- _Text section_:

__________

Fatty fish such as salmon and mackerel incorporate the marine omega-3 fatty acids docosahexaenoic acid (DHA) and eicosapentaenoic acid (EPA). Relatively high fatty fish intake has been shown to be associated with reduced risk of breast cancer and improved survival. Now a new meta-analysis of previous studies has confirmed that relatively high marine fatty acid intake is associated with a significant reduction in breast cancer risk.
Latest research confirms that marine fatty acid consumption can reduce risk
The meta-analysis referenced at the beginning of this news story was designed to examine the associations between intake of marine and other omega-3 fatty acids and breast cancer risk. In addition, the authors attempted to evaluate the potential dose-response relation. To conduct the study, the authors used the PubMed and Embase databases, selecting 21 prospective studies including 20,905 breast cancer cases through year-end 2012. Intake of DHA and EPA from fish oil supplements were included in the analysis.
Relatively high marine fatty acid intake was found to be associated with a 14% reduction in breast cancer risk. The relative risk was similar whether intake was based on diet or measured in tissue. The inverse association between marine fatty acids and breast cancer risk was more pronounced in studies that did not adjust for body mass index (BMI) than in studies that did adjust for it.

__________

- _Required work_:
(A) How many prospective studies did the meta-analysis in the article on omega-3 fatty acids and breast cancer include?
(B) Write a continuation of the article on omega-3 fatty acids and breast cancer, starting after its last sentence.
The material has no connection to the article on omega-3 fatty acids and breast cancer.

__________

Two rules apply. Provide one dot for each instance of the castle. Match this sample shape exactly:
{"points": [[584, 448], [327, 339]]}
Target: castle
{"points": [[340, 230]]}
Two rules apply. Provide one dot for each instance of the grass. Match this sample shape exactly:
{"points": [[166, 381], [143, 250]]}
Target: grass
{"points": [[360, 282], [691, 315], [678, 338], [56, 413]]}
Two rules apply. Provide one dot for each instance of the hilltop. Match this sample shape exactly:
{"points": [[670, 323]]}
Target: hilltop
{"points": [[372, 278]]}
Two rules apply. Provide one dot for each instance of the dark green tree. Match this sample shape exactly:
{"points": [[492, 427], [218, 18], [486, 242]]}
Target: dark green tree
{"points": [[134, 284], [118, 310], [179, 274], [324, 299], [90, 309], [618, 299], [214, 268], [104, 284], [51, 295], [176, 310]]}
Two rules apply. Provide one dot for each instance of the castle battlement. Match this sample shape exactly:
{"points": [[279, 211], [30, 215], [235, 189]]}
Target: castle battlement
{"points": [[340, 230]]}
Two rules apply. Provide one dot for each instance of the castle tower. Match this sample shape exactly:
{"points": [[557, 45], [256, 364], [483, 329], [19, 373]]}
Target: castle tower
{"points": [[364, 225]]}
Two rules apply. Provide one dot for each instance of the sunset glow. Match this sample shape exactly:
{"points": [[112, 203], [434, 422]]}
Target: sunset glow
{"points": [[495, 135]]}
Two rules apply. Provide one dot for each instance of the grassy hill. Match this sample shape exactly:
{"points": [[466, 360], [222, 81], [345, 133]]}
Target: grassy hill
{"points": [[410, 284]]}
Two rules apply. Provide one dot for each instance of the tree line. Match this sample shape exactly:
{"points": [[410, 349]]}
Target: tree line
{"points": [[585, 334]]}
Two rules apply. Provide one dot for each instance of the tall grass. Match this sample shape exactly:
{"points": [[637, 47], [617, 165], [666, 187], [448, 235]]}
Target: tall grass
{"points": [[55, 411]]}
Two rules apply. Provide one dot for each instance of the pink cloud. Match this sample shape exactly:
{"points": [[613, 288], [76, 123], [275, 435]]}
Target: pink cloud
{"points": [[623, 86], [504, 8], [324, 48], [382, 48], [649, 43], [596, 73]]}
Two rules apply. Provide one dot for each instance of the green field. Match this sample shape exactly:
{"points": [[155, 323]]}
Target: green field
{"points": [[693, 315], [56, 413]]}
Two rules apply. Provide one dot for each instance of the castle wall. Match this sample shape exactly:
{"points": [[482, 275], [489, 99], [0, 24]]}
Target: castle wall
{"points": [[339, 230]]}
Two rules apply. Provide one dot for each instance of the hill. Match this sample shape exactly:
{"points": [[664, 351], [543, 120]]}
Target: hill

__________

- _Results for each task_:
(A) 21 prospective studies.

(B)
The risk of breast cancer was found to be reduced by 5% for each 0.1g per day or 0.1% of energy per day increment of dietary marine fatty acid intake. On the other hand, when overall fish intake (which includes non-fatty fish) or omega-3 from nut and vegetable sources (alpha-linolenic acid) were analyzed, no significant associations with breast cancer risk were found. The authors commented separately that this result could be partially because of geographic differences in consumption, especially between Asian and Western populations. The authors conclude that higher consumption of dietary marine omega-3 fatty acids is associated with reduced risk of breast cancer. The associations of overall fish and alpha-linolenic acid intake with risk warrant further investigation.